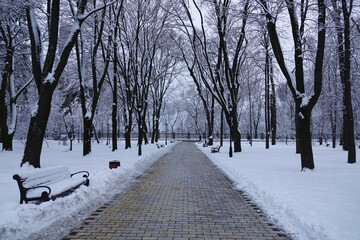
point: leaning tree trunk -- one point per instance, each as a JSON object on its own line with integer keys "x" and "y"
{"x": 38, "y": 122}
{"x": 87, "y": 135}
{"x": 272, "y": 106}
{"x": 6, "y": 137}
{"x": 307, "y": 160}
{"x": 236, "y": 134}
{"x": 140, "y": 136}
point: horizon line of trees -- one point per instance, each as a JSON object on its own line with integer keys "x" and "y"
{"x": 125, "y": 60}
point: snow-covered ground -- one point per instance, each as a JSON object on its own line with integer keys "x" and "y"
{"x": 321, "y": 204}
{"x": 53, "y": 219}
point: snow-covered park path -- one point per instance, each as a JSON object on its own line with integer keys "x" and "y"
{"x": 183, "y": 196}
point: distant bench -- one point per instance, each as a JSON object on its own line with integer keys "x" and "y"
{"x": 215, "y": 149}
{"x": 160, "y": 145}
{"x": 49, "y": 183}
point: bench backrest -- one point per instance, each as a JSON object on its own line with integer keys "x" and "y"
{"x": 44, "y": 176}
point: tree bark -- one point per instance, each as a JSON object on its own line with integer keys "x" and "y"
{"x": 87, "y": 135}
{"x": 6, "y": 137}
{"x": 48, "y": 78}
{"x": 272, "y": 105}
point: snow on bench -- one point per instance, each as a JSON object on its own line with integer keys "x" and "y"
{"x": 215, "y": 149}
{"x": 49, "y": 183}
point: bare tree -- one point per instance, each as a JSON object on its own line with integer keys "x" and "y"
{"x": 46, "y": 72}
{"x": 12, "y": 35}
{"x": 89, "y": 103}
{"x": 304, "y": 103}
{"x": 221, "y": 77}
{"x": 344, "y": 55}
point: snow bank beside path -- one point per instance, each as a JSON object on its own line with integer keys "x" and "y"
{"x": 320, "y": 204}
{"x": 50, "y": 220}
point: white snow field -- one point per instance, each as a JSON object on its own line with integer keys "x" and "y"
{"x": 323, "y": 204}
{"x": 53, "y": 219}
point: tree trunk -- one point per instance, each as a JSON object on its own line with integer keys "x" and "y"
{"x": 6, "y": 137}
{"x": 87, "y": 135}
{"x": 272, "y": 106}
{"x": 236, "y": 134}
{"x": 140, "y": 136}
{"x": 37, "y": 126}
{"x": 267, "y": 95}
{"x": 222, "y": 128}
{"x": 307, "y": 160}
{"x": 115, "y": 102}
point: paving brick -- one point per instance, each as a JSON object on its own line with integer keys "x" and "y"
{"x": 183, "y": 196}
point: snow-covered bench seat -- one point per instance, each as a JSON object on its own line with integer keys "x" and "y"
{"x": 49, "y": 183}
{"x": 215, "y": 149}
{"x": 160, "y": 145}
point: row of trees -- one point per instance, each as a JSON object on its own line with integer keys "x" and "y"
{"x": 122, "y": 57}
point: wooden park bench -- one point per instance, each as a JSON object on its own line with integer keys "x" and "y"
{"x": 160, "y": 145}
{"x": 215, "y": 149}
{"x": 49, "y": 183}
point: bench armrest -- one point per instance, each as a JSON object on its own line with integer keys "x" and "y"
{"x": 40, "y": 187}
{"x": 85, "y": 175}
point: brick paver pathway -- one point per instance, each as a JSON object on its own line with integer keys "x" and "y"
{"x": 183, "y": 196}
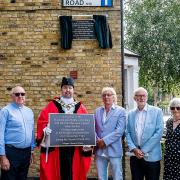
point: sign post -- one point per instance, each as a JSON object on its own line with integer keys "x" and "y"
{"x": 72, "y": 129}
{"x": 98, "y": 3}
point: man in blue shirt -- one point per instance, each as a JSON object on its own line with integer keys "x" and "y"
{"x": 17, "y": 137}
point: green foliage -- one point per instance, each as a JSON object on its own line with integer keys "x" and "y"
{"x": 153, "y": 31}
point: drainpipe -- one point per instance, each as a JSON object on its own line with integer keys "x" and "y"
{"x": 122, "y": 75}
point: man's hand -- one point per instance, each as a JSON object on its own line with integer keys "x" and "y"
{"x": 32, "y": 158}
{"x": 5, "y": 165}
{"x": 138, "y": 153}
{"x": 100, "y": 143}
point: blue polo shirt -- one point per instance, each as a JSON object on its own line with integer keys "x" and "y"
{"x": 16, "y": 127}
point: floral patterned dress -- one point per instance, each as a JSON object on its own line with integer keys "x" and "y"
{"x": 172, "y": 152}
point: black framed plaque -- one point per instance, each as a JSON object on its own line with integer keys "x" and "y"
{"x": 72, "y": 129}
{"x": 83, "y": 29}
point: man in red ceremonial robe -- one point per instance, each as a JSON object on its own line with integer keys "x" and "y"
{"x": 62, "y": 163}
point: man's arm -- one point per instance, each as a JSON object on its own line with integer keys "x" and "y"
{"x": 119, "y": 130}
{"x": 128, "y": 132}
{"x": 4, "y": 162}
{"x": 148, "y": 146}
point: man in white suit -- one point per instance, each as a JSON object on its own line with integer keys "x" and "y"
{"x": 110, "y": 126}
{"x": 143, "y": 135}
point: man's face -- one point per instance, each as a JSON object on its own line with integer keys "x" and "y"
{"x": 141, "y": 98}
{"x": 18, "y": 95}
{"x": 108, "y": 98}
{"x": 67, "y": 91}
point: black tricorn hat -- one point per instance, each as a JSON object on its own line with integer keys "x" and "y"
{"x": 67, "y": 81}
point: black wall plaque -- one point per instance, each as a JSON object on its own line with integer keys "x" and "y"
{"x": 83, "y": 29}
{"x": 72, "y": 129}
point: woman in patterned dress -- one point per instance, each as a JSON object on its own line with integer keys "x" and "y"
{"x": 172, "y": 143}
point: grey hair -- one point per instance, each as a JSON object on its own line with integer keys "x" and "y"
{"x": 175, "y": 102}
{"x": 113, "y": 92}
{"x": 140, "y": 89}
{"x": 13, "y": 89}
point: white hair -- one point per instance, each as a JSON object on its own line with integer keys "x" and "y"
{"x": 175, "y": 102}
{"x": 140, "y": 89}
{"x": 113, "y": 93}
{"x": 13, "y": 89}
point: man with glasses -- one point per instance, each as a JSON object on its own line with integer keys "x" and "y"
{"x": 143, "y": 135}
{"x": 17, "y": 137}
{"x": 110, "y": 126}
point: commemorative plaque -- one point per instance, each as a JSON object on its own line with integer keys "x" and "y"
{"x": 83, "y": 29}
{"x": 72, "y": 129}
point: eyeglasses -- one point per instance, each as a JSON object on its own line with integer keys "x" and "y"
{"x": 18, "y": 94}
{"x": 108, "y": 95}
{"x": 173, "y": 108}
{"x": 142, "y": 96}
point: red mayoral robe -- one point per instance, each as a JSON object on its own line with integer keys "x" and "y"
{"x": 50, "y": 170}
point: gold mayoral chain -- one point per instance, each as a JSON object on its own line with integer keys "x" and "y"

§ §

Drop every picture, then write out the remaining entries above exactly as they appear.

point: leaning tree trunk -- one point per instance, each as a JSON object on its own line with integer keys "x" and "y"
{"x": 38, "y": 122}
{"x": 87, "y": 135}
{"x": 272, "y": 106}
{"x": 6, "y": 137}
{"x": 307, "y": 160}
{"x": 236, "y": 134}
{"x": 140, "y": 136}
point: horizon line of trees -- one point per instance, each as a JSON object on its own line with integer keys "x" and "y"
{"x": 125, "y": 60}
point: snow-covered ground -- one point per instance, each as a JSON object on its own line with integer keys "x" and "y"
{"x": 321, "y": 204}
{"x": 53, "y": 219}
point: snow-covered park path -- one point per instance, each as a JSON object on its own line with integer keys "x" and "y"
{"x": 183, "y": 196}
point: distant bench -- one point per instance, each as a JSON object on its own line with integer keys "x" and "y"
{"x": 215, "y": 149}
{"x": 160, "y": 145}
{"x": 49, "y": 183}
point: bench backrest -- one point per instance, each as a JSON object on its own line with integer keys "x" and "y"
{"x": 44, "y": 176}
point: tree bark -- one point per instance, each as a JSON object on its own line with integer keys "x" and "y"
{"x": 87, "y": 135}
{"x": 6, "y": 137}
{"x": 48, "y": 78}
{"x": 272, "y": 105}
point: snow on bench -- one point per instance, each as a JSON object on its own line with integer keys "x" and "y"
{"x": 215, "y": 149}
{"x": 49, "y": 183}
point: bare tree -- one point per instance, each as a JSON object on its own line with integer keys "x" and "y"
{"x": 46, "y": 72}
{"x": 12, "y": 35}
{"x": 89, "y": 103}
{"x": 304, "y": 103}
{"x": 221, "y": 77}
{"x": 344, "y": 55}
point: snow bank beside path -- one point per instance, each as a JSON object on its own line with integer keys "x" and "y"
{"x": 320, "y": 204}
{"x": 50, "y": 220}
point: white snow field -- one point per instance, each as a JSON object on its own line with integer keys "x" and "y"
{"x": 323, "y": 204}
{"x": 53, "y": 219}
point: tree trunk -- one point per instance, each as a JSON object on its own line with integer keys "x" and "y"
{"x": 6, "y": 137}
{"x": 87, "y": 135}
{"x": 272, "y": 106}
{"x": 236, "y": 134}
{"x": 140, "y": 136}
{"x": 37, "y": 126}
{"x": 267, "y": 95}
{"x": 222, "y": 128}
{"x": 307, "y": 160}
{"x": 115, "y": 102}
point: paving brick -- one point per instance, each as a JSON object on its own line with integer keys "x" and "y"
{"x": 183, "y": 196}
point: snow-covered bench seat -- one point per instance, each as a JSON object on its own line with integer keys "x" and "y"
{"x": 49, "y": 183}
{"x": 215, "y": 149}
{"x": 160, "y": 145}
point: row of trees -- one point per instance, each as a JSON object on its own line with integer keys "x" and "y"
{"x": 122, "y": 57}
point: wooden park bench -- one point per instance, each as a JSON object on its own line with integer keys "x" and "y"
{"x": 160, "y": 145}
{"x": 215, "y": 149}
{"x": 49, "y": 183}
point: bench armrest -- one point per instance, each as a JSON object on its own line with integer keys "x" and "y"
{"x": 40, "y": 187}
{"x": 85, "y": 175}
point: brick paver pathway -- one point per instance, each as a JSON object on its own line with integer keys "x" and "y"
{"x": 183, "y": 196}
point: sign post -- one point per instance, each as a JSON object on its own line with integer keys "x" and "y"
{"x": 72, "y": 129}
{"x": 98, "y": 3}
point: man in blue shirt -- one point per instance, each as a JSON object on its own line with integer keys "x" and "y"
{"x": 17, "y": 137}
point: green foliage -- one point per instance, each as a JSON object on its own line with integer keys "x" and "y"
{"x": 153, "y": 31}
point: drainpipe -- one point per instance, each as a JSON object on its own line with integer keys "x" and "y"
{"x": 122, "y": 75}
point: man's hand -- one point per instance, each as a JSON object on its own line with integer keys "x" and "y"
{"x": 32, "y": 158}
{"x": 5, "y": 165}
{"x": 138, "y": 153}
{"x": 100, "y": 143}
point: blue polo shirt -- one point per instance, each as a JSON object on its own line with integer keys "x" and "y"
{"x": 16, "y": 127}
point: floral patterned dress -- one point per instance, each as a JSON object on its own line with integer keys "x" and "y"
{"x": 172, "y": 152}
point: black framed plaque -- one point per instance, each as a JSON object on its own line with integer keys "x" and "y"
{"x": 72, "y": 129}
{"x": 83, "y": 29}
point: man in red ceremonial robe -- one point per instance, each as a JSON object on its own line with integer keys "x" and "y"
{"x": 62, "y": 163}
point: man's arm -- one point per instance, each as a JSON object on its own line with integer keys "x" and "y"
{"x": 119, "y": 130}
{"x": 128, "y": 132}
{"x": 4, "y": 162}
{"x": 148, "y": 146}
point: man in white suit -- one point per instance, each as a JSON object on its own line with integer keys "x" and "y"
{"x": 110, "y": 126}
{"x": 143, "y": 135}
point: man's face -- one point per instance, each as a JSON object on its own line with integer keys "x" and "y"
{"x": 141, "y": 98}
{"x": 18, "y": 95}
{"x": 108, "y": 98}
{"x": 67, "y": 91}
point: black tricorn hat -- one point per instance, each as a JSON object on its own line with integer keys "x" and "y"
{"x": 67, "y": 81}
point: black wall plaque -- one point per instance, each as a JSON object on its own line with integer keys "x" and "y"
{"x": 83, "y": 29}
{"x": 72, "y": 129}
point: woman in patterned dress -- one point per instance, each as a JSON object on its own line with integer keys "x" and "y"
{"x": 172, "y": 143}
point: grey hair -- one point per instance, each as a JSON object on its own line with integer keys "x" and "y"
{"x": 175, "y": 102}
{"x": 113, "y": 92}
{"x": 140, "y": 89}
{"x": 13, "y": 89}
point: white hair -- one point per instance, each as a JSON object on its own line with integer keys "x" and "y"
{"x": 175, "y": 102}
{"x": 140, "y": 89}
{"x": 113, "y": 93}
{"x": 13, "y": 89}
point: man with glasses -- one point per instance, each as a JSON object on its own line with integer keys "x" and "y"
{"x": 143, "y": 135}
{"x": 17, "y": 137}
{"x": 110, "y": 126}
point: commemorative plaque -- one point per instance, each as a JSON object on its own line with integer keys "x" and "y"
{"x": 83, "y": 29}
{"x": 72, "y": 129}
point: eyeglasses -- one point per instance, each as a JSON object on its own line with integer keys "x" and "y"
{"x": 18, "y": 94}
{"x": 108, "y": 95}
{"x": 173, "y": 108}
{"x": 142, "y": 96}
point: red mayoral robe -- one point per instance, each as a JSON object on its own line with integer keys "x" and "y"
{"x": 50, "y": 170}
point: gold mayoral chain -- one point per instance, each as a JSON object on its own line with integer keys "x" and "y"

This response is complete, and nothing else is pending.